Passage to read Block Start

Jessica Dominguez Keeps Families Together

In 2012, immigration was an incendiary issue that dominated the Republican primaries and may even have swung the election. The President now seems prepared to spend political capital to achieve reform. But for Jessica Dominguez, a Los Angeles lawyer who was once undocumented herself, keeping deportees from being separated from their children isn’t political football—it’s very, very personal

by Margy Rochlin
jessica dominguez image
“I say to my clients, ‘Don’t give up. Don’t give up,’” says Jessica Dominguez, photographed in the California desert.
Photograph: Alessandra Petlin

They begin recording, and it turns out Dominguez has a surprise up her sleeve. What she hasn’t told her clients is that she has secured the holy grail, the green card that will give Stephanie permanent residency and put her on the road to full citizenship. When Dominguez slides the certificate across the wooden table, Marta and Stephanie spontaneously leap from their chairs and rush to hug her. Their cheeks wet with tears, they finally untangle themselves from the embrace and settle back in front of their microphones. Dominguez reaches for the box of tissues and gently tips it in their direction.

Passage to read Block End
Data extract Block Start

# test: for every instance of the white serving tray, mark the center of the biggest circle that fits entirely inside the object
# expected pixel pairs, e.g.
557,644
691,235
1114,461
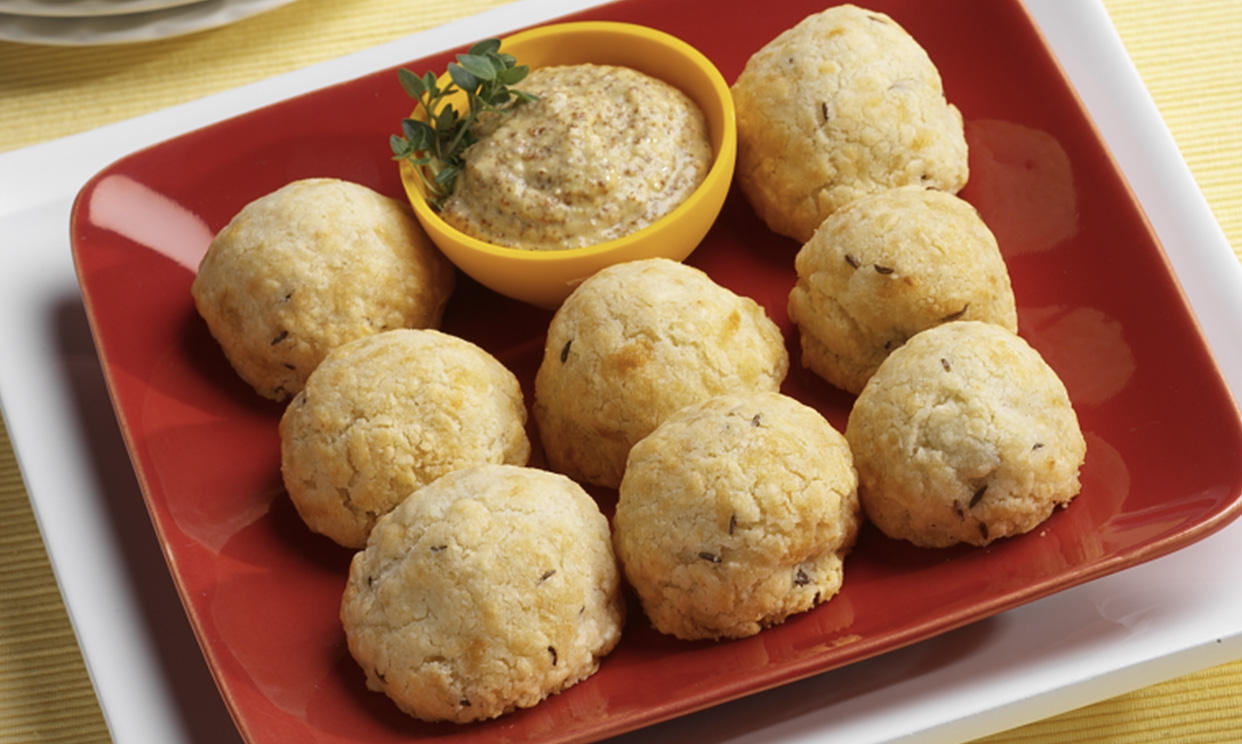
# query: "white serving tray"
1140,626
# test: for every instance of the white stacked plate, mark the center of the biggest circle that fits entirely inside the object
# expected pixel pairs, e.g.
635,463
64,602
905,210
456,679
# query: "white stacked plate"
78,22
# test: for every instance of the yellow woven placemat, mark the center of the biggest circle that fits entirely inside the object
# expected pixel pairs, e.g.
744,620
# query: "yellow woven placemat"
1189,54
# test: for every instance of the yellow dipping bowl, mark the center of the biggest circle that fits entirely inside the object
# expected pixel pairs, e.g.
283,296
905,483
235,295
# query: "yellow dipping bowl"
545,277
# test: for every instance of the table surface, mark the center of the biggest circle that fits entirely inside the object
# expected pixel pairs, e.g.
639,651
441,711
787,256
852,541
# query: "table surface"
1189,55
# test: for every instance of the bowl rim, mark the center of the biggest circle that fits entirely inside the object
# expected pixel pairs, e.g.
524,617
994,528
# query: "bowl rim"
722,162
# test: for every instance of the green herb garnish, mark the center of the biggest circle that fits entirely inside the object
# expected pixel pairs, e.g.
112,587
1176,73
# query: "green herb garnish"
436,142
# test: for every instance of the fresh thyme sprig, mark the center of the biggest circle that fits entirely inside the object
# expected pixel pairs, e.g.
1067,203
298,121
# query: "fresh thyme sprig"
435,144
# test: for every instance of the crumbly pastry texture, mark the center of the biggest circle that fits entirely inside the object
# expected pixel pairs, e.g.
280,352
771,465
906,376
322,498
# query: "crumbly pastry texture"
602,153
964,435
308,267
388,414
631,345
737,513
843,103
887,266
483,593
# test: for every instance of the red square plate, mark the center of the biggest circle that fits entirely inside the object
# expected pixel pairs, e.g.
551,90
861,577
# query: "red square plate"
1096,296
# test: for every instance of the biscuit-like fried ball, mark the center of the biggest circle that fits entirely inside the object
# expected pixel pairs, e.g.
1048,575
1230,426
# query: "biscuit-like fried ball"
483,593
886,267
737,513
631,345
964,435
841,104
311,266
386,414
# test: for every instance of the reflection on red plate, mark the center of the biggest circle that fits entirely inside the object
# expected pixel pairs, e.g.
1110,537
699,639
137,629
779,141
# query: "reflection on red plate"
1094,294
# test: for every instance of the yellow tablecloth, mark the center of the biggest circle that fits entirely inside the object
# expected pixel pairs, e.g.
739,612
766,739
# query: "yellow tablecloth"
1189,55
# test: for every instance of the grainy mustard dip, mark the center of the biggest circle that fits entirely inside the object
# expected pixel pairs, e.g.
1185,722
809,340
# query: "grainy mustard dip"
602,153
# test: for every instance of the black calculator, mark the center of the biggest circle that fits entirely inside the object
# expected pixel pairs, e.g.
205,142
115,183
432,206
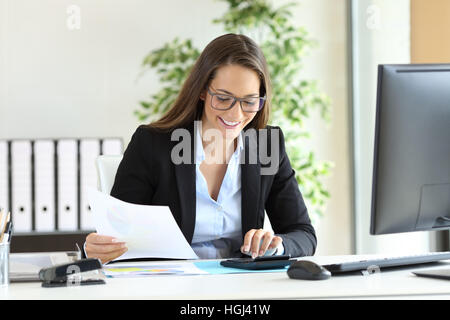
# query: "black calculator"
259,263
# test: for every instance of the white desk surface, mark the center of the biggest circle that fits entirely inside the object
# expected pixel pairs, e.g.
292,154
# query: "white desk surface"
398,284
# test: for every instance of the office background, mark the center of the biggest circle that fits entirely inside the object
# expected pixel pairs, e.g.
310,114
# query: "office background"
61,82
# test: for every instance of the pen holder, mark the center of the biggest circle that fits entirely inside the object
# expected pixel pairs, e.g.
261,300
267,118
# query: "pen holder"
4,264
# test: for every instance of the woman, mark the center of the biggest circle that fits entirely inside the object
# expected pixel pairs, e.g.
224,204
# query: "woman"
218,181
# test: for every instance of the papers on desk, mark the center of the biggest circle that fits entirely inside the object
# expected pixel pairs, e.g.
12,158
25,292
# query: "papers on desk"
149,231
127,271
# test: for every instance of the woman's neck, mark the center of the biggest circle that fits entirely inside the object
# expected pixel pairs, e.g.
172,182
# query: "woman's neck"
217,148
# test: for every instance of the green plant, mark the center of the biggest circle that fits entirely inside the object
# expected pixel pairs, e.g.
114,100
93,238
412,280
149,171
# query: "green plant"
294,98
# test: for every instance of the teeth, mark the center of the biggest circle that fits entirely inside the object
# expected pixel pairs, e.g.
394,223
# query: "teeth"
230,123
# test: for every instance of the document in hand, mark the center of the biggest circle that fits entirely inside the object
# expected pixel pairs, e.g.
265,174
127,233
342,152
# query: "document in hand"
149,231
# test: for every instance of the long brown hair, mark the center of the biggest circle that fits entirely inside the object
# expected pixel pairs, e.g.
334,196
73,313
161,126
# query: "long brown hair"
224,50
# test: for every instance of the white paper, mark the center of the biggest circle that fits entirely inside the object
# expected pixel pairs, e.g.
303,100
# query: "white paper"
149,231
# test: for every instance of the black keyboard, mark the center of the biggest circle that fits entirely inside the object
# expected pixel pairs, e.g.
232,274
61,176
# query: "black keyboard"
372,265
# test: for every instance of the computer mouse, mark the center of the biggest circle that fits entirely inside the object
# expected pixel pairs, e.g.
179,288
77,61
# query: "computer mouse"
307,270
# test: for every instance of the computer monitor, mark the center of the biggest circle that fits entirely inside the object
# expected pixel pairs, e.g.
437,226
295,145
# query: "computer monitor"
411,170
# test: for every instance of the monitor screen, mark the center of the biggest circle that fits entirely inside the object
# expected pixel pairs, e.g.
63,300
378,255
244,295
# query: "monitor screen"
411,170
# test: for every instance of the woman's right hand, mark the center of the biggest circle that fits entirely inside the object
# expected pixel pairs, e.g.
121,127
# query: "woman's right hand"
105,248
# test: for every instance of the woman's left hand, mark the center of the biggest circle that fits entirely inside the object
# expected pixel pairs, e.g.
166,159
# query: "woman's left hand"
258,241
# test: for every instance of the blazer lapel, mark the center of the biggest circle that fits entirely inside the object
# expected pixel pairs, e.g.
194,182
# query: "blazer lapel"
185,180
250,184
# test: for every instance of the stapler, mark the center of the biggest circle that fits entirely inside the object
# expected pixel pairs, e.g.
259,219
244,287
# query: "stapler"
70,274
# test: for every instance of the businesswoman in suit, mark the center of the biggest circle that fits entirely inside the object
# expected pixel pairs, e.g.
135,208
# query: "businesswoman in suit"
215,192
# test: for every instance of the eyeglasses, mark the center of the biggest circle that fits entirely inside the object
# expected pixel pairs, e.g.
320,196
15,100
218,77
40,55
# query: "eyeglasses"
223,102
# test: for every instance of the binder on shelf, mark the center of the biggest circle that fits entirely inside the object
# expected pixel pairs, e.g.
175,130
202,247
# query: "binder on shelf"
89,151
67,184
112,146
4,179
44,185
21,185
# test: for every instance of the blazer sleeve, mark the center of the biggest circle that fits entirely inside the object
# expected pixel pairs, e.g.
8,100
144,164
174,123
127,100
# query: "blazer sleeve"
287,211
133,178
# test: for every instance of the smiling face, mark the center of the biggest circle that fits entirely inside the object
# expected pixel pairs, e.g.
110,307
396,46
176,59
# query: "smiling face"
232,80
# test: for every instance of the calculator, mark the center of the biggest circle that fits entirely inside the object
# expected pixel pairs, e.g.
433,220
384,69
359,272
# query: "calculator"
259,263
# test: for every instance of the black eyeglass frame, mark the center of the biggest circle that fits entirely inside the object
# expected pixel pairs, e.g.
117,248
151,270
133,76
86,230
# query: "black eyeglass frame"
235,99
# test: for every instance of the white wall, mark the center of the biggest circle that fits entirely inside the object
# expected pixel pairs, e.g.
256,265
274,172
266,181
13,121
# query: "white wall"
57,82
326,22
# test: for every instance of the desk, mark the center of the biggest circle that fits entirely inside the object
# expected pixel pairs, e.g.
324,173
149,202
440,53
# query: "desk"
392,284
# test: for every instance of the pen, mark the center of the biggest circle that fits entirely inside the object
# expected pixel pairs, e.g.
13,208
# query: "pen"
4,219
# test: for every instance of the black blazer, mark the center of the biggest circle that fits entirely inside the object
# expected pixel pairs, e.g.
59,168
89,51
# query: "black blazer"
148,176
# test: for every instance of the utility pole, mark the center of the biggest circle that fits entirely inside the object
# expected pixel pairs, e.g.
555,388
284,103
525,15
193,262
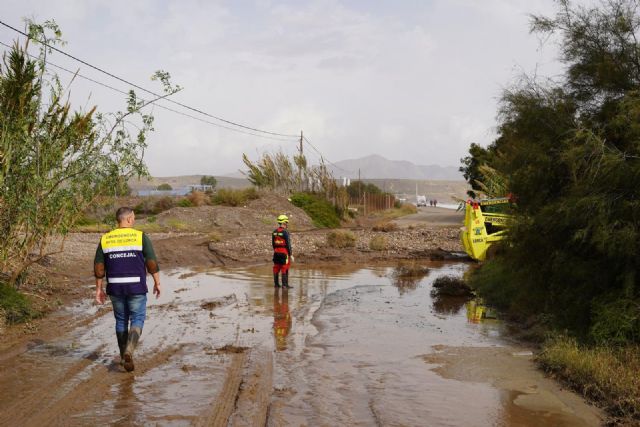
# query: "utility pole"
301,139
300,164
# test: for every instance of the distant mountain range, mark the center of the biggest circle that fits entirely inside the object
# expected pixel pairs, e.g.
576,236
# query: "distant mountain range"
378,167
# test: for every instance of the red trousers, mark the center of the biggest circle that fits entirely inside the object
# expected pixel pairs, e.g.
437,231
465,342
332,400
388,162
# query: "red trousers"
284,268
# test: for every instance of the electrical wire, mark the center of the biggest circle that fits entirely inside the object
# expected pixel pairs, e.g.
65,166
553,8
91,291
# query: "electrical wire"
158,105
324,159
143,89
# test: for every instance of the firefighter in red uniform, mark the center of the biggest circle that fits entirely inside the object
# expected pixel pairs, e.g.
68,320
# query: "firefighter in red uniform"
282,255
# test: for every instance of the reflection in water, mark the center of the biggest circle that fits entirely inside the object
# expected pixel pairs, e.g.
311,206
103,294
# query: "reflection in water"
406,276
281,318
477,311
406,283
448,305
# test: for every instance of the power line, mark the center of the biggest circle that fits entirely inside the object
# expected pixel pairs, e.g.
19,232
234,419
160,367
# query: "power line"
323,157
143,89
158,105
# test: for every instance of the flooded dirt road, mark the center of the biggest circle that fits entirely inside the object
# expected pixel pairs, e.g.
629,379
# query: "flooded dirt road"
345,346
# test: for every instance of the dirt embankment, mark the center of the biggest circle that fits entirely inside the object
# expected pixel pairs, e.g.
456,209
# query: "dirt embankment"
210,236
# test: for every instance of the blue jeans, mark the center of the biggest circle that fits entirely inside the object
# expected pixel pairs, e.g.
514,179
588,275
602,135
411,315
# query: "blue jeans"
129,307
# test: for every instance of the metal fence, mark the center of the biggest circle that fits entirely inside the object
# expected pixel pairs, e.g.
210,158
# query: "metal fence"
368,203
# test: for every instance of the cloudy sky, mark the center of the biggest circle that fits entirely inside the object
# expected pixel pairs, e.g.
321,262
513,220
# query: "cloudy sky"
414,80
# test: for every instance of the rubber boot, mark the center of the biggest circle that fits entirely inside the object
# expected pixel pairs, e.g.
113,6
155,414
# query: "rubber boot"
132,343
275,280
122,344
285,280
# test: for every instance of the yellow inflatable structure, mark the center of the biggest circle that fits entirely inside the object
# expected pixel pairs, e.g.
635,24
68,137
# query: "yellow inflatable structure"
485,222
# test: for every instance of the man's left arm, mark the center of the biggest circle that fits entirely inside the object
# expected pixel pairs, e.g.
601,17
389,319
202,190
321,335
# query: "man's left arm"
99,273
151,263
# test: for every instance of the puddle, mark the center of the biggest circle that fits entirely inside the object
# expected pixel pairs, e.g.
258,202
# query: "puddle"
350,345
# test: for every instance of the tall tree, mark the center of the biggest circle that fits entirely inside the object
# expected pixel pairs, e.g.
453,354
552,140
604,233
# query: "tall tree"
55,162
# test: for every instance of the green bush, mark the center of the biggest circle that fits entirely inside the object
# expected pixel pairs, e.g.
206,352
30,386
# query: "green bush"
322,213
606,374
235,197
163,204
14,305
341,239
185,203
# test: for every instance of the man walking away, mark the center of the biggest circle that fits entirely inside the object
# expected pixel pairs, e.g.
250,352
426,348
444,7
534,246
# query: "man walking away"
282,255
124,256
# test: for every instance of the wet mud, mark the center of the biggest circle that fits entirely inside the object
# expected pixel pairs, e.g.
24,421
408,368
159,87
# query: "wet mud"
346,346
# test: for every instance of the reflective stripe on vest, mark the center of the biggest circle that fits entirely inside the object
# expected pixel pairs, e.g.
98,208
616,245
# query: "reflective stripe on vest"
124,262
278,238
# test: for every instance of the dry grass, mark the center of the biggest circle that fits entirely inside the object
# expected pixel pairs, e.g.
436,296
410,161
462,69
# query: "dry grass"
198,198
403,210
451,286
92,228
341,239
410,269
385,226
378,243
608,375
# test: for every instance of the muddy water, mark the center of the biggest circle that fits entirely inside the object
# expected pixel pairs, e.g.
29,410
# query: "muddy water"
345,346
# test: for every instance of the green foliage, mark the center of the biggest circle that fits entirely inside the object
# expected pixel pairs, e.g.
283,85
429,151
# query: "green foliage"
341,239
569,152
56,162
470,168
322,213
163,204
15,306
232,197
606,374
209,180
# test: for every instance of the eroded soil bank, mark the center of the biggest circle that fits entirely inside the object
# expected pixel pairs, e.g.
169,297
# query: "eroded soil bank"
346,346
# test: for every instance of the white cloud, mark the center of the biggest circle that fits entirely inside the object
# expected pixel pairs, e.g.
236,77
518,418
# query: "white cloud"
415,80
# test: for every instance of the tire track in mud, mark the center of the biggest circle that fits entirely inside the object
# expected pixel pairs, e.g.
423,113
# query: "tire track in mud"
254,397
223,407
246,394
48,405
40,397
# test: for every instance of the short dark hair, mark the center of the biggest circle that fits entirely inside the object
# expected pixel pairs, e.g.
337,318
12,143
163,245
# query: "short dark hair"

Data extract Block End

- **Task directions**:
Say whether each statement below agrees with the Jessica Dominguez article, answering yes or no and quoting the words of the article that decide it. 1. Dominguez told her clients ahead of time that she had secured the green card. 2. Dominguez was once undocumented herself. 3. The photograph of Dominguez was taken in the California desert.

- **Answer to the exercise**:
1. No: "What she hasn’t told her clients is that she has secured the holy grail"
2. Yes: "a Los Angeles lawyer who was once undocumented herself"
3. Yes: "photographed in the California desert"